- Opening Delimiter -

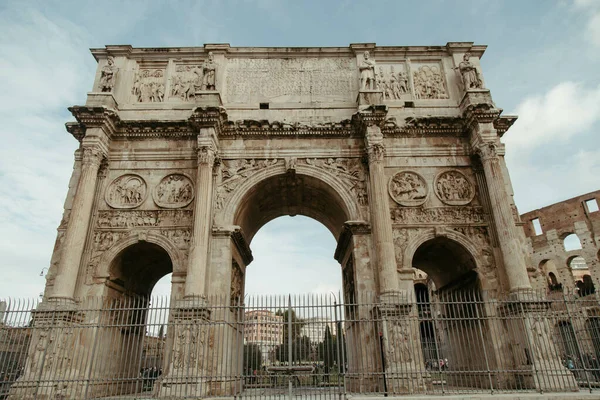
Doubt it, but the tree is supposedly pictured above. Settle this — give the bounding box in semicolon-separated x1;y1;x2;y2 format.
275;309;305;342
244;344;263;372
318;326;336;369
275;335;312;362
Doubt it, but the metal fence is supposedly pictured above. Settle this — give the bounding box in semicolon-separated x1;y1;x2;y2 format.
0;288;599;399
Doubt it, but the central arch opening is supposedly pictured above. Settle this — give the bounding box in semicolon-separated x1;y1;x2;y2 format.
233;172;353;390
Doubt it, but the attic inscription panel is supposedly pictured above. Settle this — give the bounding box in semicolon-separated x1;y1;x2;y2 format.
224;58;359;103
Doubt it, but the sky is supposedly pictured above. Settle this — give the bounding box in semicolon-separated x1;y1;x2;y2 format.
0;0;598;300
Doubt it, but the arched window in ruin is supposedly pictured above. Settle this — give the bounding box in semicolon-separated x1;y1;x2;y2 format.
563;233;583;252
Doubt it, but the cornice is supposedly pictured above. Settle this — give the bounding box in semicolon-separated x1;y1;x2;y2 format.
188;106;229;134
352;105;389;130
212;225;253;265
117;120;194;140
221;119;355;137
65;122;85;142
68;106;120;137
334;221;371;263
90;42;487;61
494;115;518;138
382;117;466;137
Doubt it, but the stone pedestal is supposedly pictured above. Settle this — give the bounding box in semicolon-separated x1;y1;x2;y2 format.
502;296;578;392
157;301;212;398
8;302;85;400
378;301;427;394
194;90;223;107
85;92;118;108
358;90;384;107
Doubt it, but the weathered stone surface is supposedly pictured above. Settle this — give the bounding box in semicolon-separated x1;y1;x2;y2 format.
21;42;565;399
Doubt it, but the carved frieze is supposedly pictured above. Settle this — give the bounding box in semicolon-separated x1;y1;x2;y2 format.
105;174;147;209
385;320;413;363
160;229;191;249
391;206;486;225
224;58;357;103
230;261;244;307
132;69;166;102
412;64;448;99
97;210;193;228
154;174;194;209
305;158;368;205
388;171;428;206
216;159;279;209
434;170;475;206
93;231;128;251
377;64;409;100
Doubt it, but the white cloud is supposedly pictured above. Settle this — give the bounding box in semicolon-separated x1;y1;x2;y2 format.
504;82;600;149
573;0;600;46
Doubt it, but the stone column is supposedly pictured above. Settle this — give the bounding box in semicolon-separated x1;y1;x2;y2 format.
475;141;531;292
50;146;105;301
364;123;401;296
184;140;217;300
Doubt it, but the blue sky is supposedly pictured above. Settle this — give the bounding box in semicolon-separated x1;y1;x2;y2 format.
0;0;598;299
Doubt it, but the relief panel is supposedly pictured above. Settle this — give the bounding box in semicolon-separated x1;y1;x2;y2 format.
132;68;167;103
434;170;475;206
411;62;448;100
154;174;194;209
105;174;147;209
388;171;428;206
376;63;410;101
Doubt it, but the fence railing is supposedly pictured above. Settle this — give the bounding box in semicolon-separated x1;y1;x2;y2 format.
0;288;599;399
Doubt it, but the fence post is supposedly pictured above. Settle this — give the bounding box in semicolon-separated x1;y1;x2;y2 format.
473;292;494;394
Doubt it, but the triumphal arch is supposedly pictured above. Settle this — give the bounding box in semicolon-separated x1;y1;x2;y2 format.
10;43;579;399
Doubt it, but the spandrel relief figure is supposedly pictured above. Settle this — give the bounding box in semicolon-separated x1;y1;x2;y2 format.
202;52;216;91
358;51;376;90
99;56;117;92
456;52;483;90
171;65;203;101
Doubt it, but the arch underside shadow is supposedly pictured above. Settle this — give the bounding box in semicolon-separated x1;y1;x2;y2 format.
232;171;354;243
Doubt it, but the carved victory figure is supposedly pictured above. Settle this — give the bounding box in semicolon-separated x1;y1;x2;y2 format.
202;52;217;90
99;56;117;92
358;51;376;90
456;53;482;90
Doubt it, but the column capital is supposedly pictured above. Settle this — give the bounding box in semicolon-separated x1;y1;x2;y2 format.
81;145;107;167
197;145;217;166
474;141;499;162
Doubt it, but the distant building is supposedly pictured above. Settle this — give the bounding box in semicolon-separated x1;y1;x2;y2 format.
244;310;283;365
300;317;337;344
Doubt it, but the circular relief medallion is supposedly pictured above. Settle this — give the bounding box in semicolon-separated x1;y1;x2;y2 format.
153;174;194;208
388;171;428;206
434;170;475;206
105;174;147;209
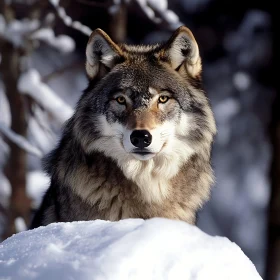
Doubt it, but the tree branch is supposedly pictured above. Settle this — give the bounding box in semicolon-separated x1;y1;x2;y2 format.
0;123;43;158
49;0;92;36
41;61;83;82
18;69;74;125
135;0;182;30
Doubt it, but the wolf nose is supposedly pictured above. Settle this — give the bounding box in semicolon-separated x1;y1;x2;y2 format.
130;130;152;148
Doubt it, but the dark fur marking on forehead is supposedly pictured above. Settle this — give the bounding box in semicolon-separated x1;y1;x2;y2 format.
129;89;151;99
105;106;128;124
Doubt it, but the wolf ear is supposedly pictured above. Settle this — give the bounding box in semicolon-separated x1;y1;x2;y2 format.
162;26;201;78
85;29;123;80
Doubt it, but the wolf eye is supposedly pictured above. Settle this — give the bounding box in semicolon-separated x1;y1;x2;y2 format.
158;96;169;104
116;96;126;105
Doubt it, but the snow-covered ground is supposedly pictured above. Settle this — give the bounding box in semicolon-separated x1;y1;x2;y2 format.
0;218;261;280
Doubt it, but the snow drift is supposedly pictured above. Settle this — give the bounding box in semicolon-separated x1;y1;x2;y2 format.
0;218;261;280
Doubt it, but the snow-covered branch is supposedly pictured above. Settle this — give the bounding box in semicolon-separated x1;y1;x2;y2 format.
49;0;92;36
0;123;43;158
0;12;74;54
0;15;40;47
31;28;75;53
18;69;74;125
135;0;182;30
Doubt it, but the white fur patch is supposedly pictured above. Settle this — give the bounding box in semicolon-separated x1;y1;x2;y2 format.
87;115;195;204
167;28;201;77
148;87;158;96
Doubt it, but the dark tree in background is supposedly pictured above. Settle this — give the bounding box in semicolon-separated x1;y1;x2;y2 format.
0;0;77;238
0;2;31;239
266;2;280;279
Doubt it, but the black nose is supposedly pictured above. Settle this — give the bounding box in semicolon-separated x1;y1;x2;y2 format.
130;130;152;149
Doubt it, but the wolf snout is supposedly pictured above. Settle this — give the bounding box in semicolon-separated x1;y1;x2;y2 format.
130;130;152;149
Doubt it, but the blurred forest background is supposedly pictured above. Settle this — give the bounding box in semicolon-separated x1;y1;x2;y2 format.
0;0;278;279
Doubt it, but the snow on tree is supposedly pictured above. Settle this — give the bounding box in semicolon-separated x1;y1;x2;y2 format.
0;0;85;238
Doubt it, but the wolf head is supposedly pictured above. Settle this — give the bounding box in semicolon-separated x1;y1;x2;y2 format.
72;26;216;200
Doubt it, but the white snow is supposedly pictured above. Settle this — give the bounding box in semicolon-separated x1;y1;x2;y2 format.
27;114;56;155
0;218;261;280
214;98;240;122
0;123;43;158
0;82;10;127
136;0;182;29
27;171;49;208
49;0;60;7
14;217;27;233
31;28;75;53
18;69;74;125
213;98;240;145
48;0;92;36
148;0;168;10
244;167;270;208
0;172;11;208
233;72;251;91
0;15;5;34
0;16;40;47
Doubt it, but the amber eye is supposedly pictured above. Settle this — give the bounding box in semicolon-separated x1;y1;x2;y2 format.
158;96;169;104
116;96;126;105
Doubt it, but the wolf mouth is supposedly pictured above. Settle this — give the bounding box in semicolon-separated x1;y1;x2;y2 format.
131;149;157;161
134;152;154;155
132;149;154;155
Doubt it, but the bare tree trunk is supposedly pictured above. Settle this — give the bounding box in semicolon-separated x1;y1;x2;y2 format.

- Closing Delimiter -

• **Problem details**: Take the listing above and print it exactly, apart from the pictures.

• **Result of the task**:
Doubt it, but the tree is supposedly pictured above. Settle this — give the bounding box in semicolon-separated x1;y1;x2;y2 format.
275;309;305;342
244;344;263;372
318;326;336;369
275;335;312;362
Doubt it, but the metal fence is supposedly pictured above. Settle this — give the bounding box in semicolon-separated x1;y1;x2;y2 format.
0;288;599;399
Doubt it, but the central arch opening is supposedly pictured above. Settle this — give the bounding box in semicolon-separated x1;y1;x2;y2 format.
233;172;353;390
Doubt it, but the attic inscription panel is supposedly pictured above. Settle this — give the bounding box in semicolon-separated x1;y1;x2;y2 format.
224;58;359;103
Doubt it, but the sky is supposedly pictured above. Settle this — give the bounding box in semicolon-separated x1;y1;x2;y2 format.
0;0;598;300
Doubt it, but the arched window in ruin is supposedly pictured above. Settle this — give the bounding box in semicolon-separated x1;y1;x2;y2 format.
563;233;583;252
Doubt it, but the cornice is supposedly pictured above. Settle this — give the bounding box in semicolon-separated x1;y1;x2;y2 format.
188;106;229;134
352;105;389;130
212;225;253;265
117;120;194;140
221;119;355;137
65;122;85;142
68;106;120;137
334;221;371;263
90;42;487;61
494;115;518;138
382;117;466;137
Doubt it, but the stone pedestal is supposedly pictured above. Settle this — give the bounding box in semicolon-separated x1;y1;x2;y2 format.
502;296;578;392
157;301;212;398
8;302;85;400
378;301;427;394
194;90;223;107
85;92;118;108
358;90;384;107
Doubt it, but the weathered stone surface is supposedly pictured above. Settle this — give the bounding box in semicolon-separated x1;y1;x2;y2 format.
21;42;565;399
Doubt it, but the carved frieze is supposedly pictured above. Settle this — give the bounding box in semicolon-separated x1;y1;x2;y2 format.
105;174;147;209
385;320;413;363
160;229;191;249
391;206;486;225
224;58;357;103
230;261;244;307
132;69;166;102
412;64;448;99
97;210;193;228
154;174;194;209
305;158;368;205
388;171;428;206
216;159;279;209
434;170;475;206
93;231;128;251
377;64;409;100
Doubt it, but the white cloud is supposedly pictured above. Settle this — give the bounding box in semicolon-separated x1;y1;x2;y2 format.
504;82;600;149
573;0;600;46
Doubt it, but the stone column is supposedly pictured above. Settle this — give the bounding box in semicolon-separated x1;y1;x2;y2 format.
475;141;531;292
50;146;105;301
364;123;401;296
184;140;217;300
Doubt it, but the blue sky is supposedly pictured above. Settle this — give the bounding box in semicolon-separated x1;y1;x2;y2 format.
0;0;598;299
Doubt it, but the relief panel is supposedly pictured above. Settle this — give the bounding box in semicolon-separated x1;y1;x2;y2 format.
132;68;167;103
434;170;475;206
411;62;448;100
154;174;194;209
105;174;147;209
388;171;428;206
376;63;410;101
Doubt it, but the fence railing is supposedly pictured above. Settle this — give the bounding box in semicolon-separated x1;y1;x2;y2 format.
0;288;599;399
Doubt it, but the fence post is supposedly pictured above. Settle this — give the bounding box in semicolon-separated x1;y1;x2;y2 format.
473;292;494;394
Doubt it, but the triumphal arch is supposedly pictured above. Settle this — give the bounding box in semicolon-separated x1;y1;x2;y2 format.
10;43;579;399
Doubt it, but the spandrel relief figure is supposedly pictured above. Settle this — give the bounding box in semicolon-separated x1;y1;x2;y2 format.
202;52;216;91
358;51;376;90
99;56;117;92
456;52;483;90
171;65;203;101
Doubt it, but the arch underside shadow is supposedly pictured above. Settle this — give the bounding box in semicolon-separated x1;y1;x2;y2 format.
232;171;354;243
Doubt it, but the carved victory figure is supposedly pictured above. Settle this — give the bounding box in semicolon-separated x1;y1;x2;y2 format.
202;52;217;90
99;56;117;92
358;51;376;90
456;53;482;90
Doubt it, but the column capital is supposedly pictured above. Settle this — give the bounding box in semicolon-separated x1;y1;x2;y2 format.
81;145;107;167
197;145;217;166
474;141;499;162
Doubt it, but the distant building is supposedly pictured above. Settle this — give the bounding box in semicolon-separated x1;y1;x2;y2 format.
244;310;283;365
300;317;337;344
Doubt it, but the circular relief medallion is supposedly pictured above. Settle this — give the bounding box in semicolon-separated x1;y1;x2;y2 format.
153;174;194;208
388;171;428;206
434;170;475;206
105;174;147;209
Doubt it, but the tree branch is supposedly pictured above. Settle this — give the bounding box in semicolon-separated x1;y1;x2;y2 format.
0;123;43;158
49;0;92;36
41;61;83;82
18;69;74;125
135;0;182;30
Doubt it, but the wolf nose is supposedly pictured above. Settle this — give the bounding box in semicolon-separated x1;y1;x2;y2 format.
130;130;152;148
Doubt it, but the dark fur marking on forehead is supposedly pictured above. Settle this — give the bounding box in semicolon-separated x1;y1;x2;y2 format.
129;89;151;99
105;106;128;124
Doubt it, but the wolf ear is supposedly pictured above. Settle this — give the bounding box in semicolon-separated x1;y1;x2;y2 format.
162;26;201;78
85;29;123;80
Doubt it, but the wolf eye is supposedly pictured above. Settle this — give the bounding box in semicolon-separated x1;y1;x2;y2 format.
158;96;169;104
116;96;126;105
Doubt it, but the snow-covered ground is supposedly pictured above. Settle this — give the bounding box in semicolon-separated x1;y1;x2;y2 format.
0;218;261;280
Doubt it, but the snow drift is supposedly pictured above. Settle this — give the bounding box in semicolon-separated x1;y1;x2;y2 format.
0;218;261;280
Doubt it, but the snow-covered branch is supposedly pictured above. Settle this — give the bounding box in semicolon-separated x1;y1;x2;y2 format.
49;0;92;36
0;123;43;158
0;12;74;54
0;15;40;47
31;28;75;53
18;69;74;125
135;0;182;30
Doubt it, but the white fur patch is supposedly pictured above. Settle this — give the bounding box in semicolon-separated x1;y1;x2;y2 format.
87;115;195;204
167;28;201;77
148;87;158;96
Doubt it, but the dark tree in background is supposedly pictured above. Settle this — give the bounding box in semicolon-separated x1;y1;x2;y2 format.
0;0;77;238
0;2;31;239
266;2;280;279
Doubt it, but the black nose is supposedly pictured above. Settle this — give the bounding box in semicolon-separated x1;y1;x2;y2 format.
130;130;152;149
Doubt it, but the wolf snout is supposedly pictured above. Settle this — give the bounding box in semicolon-separated x1;y1;x2;y2 format.
130;130;152;149
Doubt it, but the blurred forest background is supposedly pictured above. Settle this — give the bounding box in semicolon-separated x1;y1;x2;y2 format.
0;0;278;279
Doubt it, but the snow on tree is supposedly pictured above. Settle this — give the bounding box in semicolon-separated x1;y1;x2;y2 format.
0;0;85;238
Doubt it, but the wolf head is supposedly pictured above. Settle this — give the bounding box in semicolon-separated x1;y1;x2;y2 format.
72;26;216;200
Doubt it, but the white snow is supposedly pictured above. Settle this — give the bounding box in semicolon-separated x1;y1;x2;y2 format.
27;114;56;155
0;218;261;280
214;98;240;122
0;123;43;158
0;82;10;127
136;0;182;29
27;171;49;208
49;0;60;7
14;217;27;233
31;28;75;53
18;69;74;125
213;98;240;145
48;0;92;36
148;0;168;10
244;167;270;208
0;172;11;208
233;72;251;91
0;15;5;34
0;16;40;47
Doubt it, but the amber eye is supposedly pictured above. Settle this — give the bounding box in semicolon-separated x1;y1;x2;y2 format.
158;96;169;104
116;96;126;105
Doubt it, but the wolf mouth is supposedly pictured above. Settle this — give the bounding box in semicolon-separated x1;y1;x2;y2 format.
131;149;157;161
134;152;154;155
132;149;154;155
Doubt it, but the bare tree trunk is supposedly pictured above. Settle this — give the bounding box in semicolon-separated x1;y1;x2;y2 format.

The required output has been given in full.